◆ **Text provided**
==========

Where two witnesses to an armed robbery were simultaneously shown an array of photographs shortly after the robbery and one witness joined in identifying the defendant's photograph as that of one of the robbers after the other witness made the selection of the defendant's picture, the selection procedure was not so unduly suggestive as to require suppression of the former witness's identification of the defendant. [474-477]
For the reasons set forth in Commonwealth v. Vitello, ante, 426 (1978), a judge at a criminal trail did not err in limiting the use of polygraph evidence favorable to the defendant to corroboration of the defendant's testimony. [477-479] QUIRICO, J., concurring. KAPLAN, J., concurring.
INDICTMENT found and returned in the Superior Court on May 9, 1975.
A motion to suppress evidence was heard by Dimond, J., and the case was tried before him.
After review was sought in the Appeals Court, the Supreme Judicial Court, on its own initiative, ordered direct appellate review.
Maurice F. Ford for the defendant.
Daniel C. Mullane, Assistant District Attorney (Michael J. Traft, Special Assistant District Attorney, with him) for the Commonwealth.
LIACOS, J. The defendant was found guilty of armed robbery, G. L. c. 265, Section 17, by a jury, following a trial made subject to the provisions of G. L. c. 278, Sections 33A-33G. He appealed to the Appeals Court. We transferred the case here on our own motion. G. L. c. 211A, Section 10(A). We affirm the judgment of the Superior Court.
The defendant's numerous assignments of error pertain to two basic issues: (1) whether the judge erred in denying the defendant's motion to suppress certain evidence; and (2) whether the judge erred in his rulings regarding the admissibility of polygraph evidence that was favorable to the defendant. Within these broad categories, we shall address each assignment of error that has been adequately argued. See Commonwealth v. Martin, 358 Mass. 282 , 290 (1970).
1. Defendant's motion to suppress. The defendant moved to suppress: (a) evidence in the form of clothing taken by police from a car in which the defendant had been previously observed; (b) identifications made by two witnesses to the robbery. Following a hearing on the motion, the judge issued findings and rulings, and ordered that the motion be denied. The following descriptions of the underlying events are taken from the judge's findings, except where otherwise noted.
On November 25, 1974, at approximately 11:30 A.M., two men entered George's Market in Dorchester. In the market at the time were the proprietor, George Jakub, and a clerk, Daniel Stock. One of the men pointed a gun at Jakub and Stock and took money from the cash register. During the robbery, both Jakub and Stock clearly observed the robbers for several minutes. They told police that the man with the gun had glasses and wore a tan "rain-and-shine" coat and black "Russian-type" hat. The victims also described the other robber, noting, among other things, that he wore an "army-type" jacket.

==========

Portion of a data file
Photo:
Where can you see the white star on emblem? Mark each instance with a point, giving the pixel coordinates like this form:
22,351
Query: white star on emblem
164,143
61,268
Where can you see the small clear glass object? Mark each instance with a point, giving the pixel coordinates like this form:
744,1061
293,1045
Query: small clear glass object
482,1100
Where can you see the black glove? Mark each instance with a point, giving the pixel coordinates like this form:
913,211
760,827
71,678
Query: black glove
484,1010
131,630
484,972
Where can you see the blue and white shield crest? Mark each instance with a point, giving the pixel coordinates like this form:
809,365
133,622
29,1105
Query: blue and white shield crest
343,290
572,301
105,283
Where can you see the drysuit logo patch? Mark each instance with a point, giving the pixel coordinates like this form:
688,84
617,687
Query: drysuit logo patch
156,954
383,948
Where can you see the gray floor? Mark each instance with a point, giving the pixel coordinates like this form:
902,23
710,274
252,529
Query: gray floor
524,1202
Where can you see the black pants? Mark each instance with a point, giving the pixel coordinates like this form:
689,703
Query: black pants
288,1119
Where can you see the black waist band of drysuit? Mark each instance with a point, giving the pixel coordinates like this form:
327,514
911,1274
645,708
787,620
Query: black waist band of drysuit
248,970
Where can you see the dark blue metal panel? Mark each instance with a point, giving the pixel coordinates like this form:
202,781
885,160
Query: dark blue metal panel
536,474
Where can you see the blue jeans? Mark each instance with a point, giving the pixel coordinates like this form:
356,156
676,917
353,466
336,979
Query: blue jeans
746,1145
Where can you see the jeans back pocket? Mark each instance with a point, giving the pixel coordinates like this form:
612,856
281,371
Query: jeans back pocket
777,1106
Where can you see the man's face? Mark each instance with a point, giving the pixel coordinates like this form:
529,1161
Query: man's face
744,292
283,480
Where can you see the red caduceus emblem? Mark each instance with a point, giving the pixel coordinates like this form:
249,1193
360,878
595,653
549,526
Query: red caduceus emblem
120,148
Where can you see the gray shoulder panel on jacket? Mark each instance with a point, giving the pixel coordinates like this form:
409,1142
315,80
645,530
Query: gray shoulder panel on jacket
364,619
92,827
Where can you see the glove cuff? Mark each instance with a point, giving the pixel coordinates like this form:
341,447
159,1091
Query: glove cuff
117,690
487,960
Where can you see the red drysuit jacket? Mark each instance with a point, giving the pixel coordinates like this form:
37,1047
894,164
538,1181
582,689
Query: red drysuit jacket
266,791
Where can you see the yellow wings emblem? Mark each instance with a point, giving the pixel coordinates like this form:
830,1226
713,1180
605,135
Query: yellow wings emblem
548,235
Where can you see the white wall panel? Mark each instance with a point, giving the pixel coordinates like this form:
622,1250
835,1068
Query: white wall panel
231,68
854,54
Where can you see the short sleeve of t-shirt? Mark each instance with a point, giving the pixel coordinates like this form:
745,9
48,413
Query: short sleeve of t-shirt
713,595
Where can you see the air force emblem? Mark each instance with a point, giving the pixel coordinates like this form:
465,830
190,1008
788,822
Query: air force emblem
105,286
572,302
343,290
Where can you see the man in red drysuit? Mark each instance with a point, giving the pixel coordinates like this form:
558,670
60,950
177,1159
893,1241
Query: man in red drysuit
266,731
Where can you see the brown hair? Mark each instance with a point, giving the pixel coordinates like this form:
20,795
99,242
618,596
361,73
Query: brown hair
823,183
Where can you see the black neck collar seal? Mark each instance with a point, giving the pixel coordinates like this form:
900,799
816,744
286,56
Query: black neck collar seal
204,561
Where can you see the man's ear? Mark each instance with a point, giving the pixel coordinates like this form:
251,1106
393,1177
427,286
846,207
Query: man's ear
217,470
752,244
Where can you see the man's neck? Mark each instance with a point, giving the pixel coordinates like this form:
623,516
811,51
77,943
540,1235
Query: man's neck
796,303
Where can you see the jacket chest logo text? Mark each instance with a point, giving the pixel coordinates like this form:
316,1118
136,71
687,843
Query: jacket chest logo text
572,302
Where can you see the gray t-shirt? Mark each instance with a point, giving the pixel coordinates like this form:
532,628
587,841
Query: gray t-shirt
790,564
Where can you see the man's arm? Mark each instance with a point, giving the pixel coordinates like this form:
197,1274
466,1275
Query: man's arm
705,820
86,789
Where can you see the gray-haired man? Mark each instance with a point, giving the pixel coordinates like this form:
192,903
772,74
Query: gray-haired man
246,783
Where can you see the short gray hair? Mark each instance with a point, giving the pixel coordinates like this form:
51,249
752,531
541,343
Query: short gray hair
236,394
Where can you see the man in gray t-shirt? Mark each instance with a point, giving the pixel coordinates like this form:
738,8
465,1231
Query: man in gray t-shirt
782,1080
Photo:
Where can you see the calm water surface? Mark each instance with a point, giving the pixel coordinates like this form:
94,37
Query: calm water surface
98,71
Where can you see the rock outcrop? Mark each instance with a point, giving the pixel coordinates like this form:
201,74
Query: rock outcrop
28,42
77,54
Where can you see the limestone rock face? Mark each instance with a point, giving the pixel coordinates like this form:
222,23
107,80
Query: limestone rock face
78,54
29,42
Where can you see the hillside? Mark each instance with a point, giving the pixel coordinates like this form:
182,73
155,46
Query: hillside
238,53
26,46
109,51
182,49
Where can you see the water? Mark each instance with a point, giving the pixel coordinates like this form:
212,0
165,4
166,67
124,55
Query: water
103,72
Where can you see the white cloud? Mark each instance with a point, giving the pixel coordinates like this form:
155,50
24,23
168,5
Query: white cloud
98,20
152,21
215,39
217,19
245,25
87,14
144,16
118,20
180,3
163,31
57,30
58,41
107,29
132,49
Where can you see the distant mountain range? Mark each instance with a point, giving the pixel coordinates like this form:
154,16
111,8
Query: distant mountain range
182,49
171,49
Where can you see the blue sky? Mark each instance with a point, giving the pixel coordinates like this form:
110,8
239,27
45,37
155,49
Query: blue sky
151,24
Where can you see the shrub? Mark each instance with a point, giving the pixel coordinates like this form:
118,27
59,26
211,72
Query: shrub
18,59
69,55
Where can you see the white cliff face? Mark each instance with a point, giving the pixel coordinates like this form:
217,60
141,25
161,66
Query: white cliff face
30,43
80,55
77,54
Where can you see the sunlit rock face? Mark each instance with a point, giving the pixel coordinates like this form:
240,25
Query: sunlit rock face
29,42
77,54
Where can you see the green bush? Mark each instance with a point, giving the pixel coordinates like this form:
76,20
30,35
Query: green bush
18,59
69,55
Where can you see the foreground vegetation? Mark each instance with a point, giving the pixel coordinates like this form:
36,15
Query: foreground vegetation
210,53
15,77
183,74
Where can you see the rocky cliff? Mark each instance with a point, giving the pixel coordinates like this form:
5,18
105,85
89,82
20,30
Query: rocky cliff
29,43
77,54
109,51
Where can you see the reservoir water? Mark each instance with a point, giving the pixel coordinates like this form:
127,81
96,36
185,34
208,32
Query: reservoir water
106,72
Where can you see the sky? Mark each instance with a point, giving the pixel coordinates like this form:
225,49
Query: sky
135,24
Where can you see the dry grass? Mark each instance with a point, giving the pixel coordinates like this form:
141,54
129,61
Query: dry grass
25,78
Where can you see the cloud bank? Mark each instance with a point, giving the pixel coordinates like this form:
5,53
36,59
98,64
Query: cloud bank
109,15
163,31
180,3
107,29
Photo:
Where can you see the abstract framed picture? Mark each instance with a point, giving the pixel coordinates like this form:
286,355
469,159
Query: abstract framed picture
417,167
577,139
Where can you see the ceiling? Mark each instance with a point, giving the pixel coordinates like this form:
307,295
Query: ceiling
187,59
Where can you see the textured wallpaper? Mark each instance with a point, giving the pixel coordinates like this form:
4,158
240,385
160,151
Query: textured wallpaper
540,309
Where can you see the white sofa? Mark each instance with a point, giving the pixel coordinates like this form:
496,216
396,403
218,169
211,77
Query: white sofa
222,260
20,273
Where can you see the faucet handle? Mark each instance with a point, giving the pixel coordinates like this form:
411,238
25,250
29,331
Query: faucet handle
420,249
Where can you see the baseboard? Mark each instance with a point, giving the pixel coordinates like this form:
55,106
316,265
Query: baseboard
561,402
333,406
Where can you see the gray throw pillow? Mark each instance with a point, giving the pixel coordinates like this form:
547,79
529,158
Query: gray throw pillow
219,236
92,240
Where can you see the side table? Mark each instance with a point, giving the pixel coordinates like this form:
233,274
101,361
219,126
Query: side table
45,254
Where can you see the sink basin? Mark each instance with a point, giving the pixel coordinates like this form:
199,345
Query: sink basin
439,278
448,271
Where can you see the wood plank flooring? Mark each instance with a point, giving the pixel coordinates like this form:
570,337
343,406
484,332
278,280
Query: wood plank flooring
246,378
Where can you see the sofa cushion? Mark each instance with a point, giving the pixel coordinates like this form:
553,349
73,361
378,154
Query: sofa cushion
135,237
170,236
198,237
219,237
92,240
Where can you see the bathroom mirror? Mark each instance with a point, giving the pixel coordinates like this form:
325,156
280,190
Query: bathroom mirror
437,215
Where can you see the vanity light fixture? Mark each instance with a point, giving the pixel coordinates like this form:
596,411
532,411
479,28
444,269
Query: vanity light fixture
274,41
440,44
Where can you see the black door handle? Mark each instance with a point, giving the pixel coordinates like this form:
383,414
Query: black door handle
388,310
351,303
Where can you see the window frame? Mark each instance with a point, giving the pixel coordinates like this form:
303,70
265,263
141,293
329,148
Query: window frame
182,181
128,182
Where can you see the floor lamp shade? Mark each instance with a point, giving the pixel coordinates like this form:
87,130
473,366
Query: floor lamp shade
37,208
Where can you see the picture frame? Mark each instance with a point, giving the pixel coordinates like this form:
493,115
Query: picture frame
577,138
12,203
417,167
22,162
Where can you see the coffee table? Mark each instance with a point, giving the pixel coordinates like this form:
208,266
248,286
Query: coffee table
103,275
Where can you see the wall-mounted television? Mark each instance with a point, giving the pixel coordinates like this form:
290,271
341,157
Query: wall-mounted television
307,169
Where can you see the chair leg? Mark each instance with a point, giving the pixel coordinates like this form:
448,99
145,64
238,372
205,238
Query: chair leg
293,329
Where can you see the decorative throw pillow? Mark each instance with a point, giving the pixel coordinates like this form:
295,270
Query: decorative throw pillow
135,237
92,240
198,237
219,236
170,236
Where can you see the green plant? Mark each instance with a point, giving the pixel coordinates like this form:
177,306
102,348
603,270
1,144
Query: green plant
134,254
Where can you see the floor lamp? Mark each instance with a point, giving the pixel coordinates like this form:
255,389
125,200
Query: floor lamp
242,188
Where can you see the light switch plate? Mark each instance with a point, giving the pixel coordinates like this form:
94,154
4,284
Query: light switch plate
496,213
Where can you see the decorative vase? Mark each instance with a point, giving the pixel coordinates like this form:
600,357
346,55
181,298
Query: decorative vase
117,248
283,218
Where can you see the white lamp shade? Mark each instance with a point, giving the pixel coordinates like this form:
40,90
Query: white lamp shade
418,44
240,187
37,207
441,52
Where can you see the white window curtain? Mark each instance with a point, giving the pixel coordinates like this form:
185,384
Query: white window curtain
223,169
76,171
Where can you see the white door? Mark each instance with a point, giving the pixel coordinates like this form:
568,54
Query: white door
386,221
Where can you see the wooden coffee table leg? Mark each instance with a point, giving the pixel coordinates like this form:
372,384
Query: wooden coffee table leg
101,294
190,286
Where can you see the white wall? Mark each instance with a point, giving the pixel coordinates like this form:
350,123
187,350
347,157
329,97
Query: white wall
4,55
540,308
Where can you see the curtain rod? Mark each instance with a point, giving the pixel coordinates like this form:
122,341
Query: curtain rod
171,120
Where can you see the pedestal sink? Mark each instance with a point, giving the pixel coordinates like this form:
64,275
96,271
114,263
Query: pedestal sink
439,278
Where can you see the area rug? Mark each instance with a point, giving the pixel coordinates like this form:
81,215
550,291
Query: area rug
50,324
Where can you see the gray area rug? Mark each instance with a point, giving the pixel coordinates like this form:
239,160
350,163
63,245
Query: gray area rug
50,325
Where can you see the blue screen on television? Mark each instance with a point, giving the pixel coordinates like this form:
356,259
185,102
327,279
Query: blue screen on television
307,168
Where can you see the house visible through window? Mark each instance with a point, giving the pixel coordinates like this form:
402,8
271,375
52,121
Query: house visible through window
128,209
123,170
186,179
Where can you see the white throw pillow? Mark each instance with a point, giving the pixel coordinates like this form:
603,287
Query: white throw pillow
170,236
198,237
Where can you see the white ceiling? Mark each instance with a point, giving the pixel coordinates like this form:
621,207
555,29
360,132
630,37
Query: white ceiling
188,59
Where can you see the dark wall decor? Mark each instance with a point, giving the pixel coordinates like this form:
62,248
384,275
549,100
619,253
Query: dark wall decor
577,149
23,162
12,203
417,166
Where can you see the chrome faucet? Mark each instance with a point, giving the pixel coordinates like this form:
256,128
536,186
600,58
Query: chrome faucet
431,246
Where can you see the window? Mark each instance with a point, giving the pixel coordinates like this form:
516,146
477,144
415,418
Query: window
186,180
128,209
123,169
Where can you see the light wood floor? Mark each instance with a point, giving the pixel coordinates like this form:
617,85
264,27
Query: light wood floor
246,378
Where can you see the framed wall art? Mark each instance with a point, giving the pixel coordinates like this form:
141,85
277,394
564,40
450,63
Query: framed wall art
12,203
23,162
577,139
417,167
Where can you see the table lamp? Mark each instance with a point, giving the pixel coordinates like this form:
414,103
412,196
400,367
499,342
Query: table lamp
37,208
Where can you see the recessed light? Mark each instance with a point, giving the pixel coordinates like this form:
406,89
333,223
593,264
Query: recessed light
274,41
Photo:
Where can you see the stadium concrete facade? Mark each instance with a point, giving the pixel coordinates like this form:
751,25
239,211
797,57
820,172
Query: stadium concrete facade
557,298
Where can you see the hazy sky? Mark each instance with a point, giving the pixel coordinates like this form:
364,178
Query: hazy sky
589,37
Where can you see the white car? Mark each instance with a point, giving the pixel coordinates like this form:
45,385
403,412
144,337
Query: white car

==========

◆ **Task list**
A. Pick out every line of the entries that contains the word "grass".
B. Write what comes next in the court opinion on the armed robbery appeal, starting after its last sentence.
The court opinion and the entries are unrelated to each other.

◆ **Answer set**
A.
Where can you see the dry grass? Mark each instance with a point, giving the pixel coordinates like this form:
Query: dry grass

B.
(a) Clothing taken from the car. Officer John Smyth of the Milton police department was on routine patrol in a marked police car about noon on November 25, approximately one-half hour after the robbery. He was not aware that the robbery had occurred. As he stopped for traffic, he noticed two passenger cars parked in a large parking lot belonging to an American Legion post. Smyth knew that the parking lot was usually empty at that hour. He observed that one of the cars, a Plymouth, did not have a front license plate. He also observed three people, two males and a female, alighting from the Plymouth and walking a distance of about thirty yards to the second car, a four-door white Ford sedan with a black hood. A fourth person was seated in the driver's seat of the Ford. Smyth drove his car into the parking lot and parked near the Ford. At Smyth's request, the person in the driver's seat produced the car's registration, which was found to be in order, and indicated that the Ford was registered to the driver. Smyth then turned to the other occupants and asked them what was wrong with their car. The defendant replied, "What car?" Smyth said, "The car you just got out of." The defendant replied, "We didn't get out of any car." Smyth then asked everyone to get out of the car and they complied, leaving all the car doors open. As the defendant left the car, Smyth saw him move his hand toward the floor next to where he had been sitting in the back seat.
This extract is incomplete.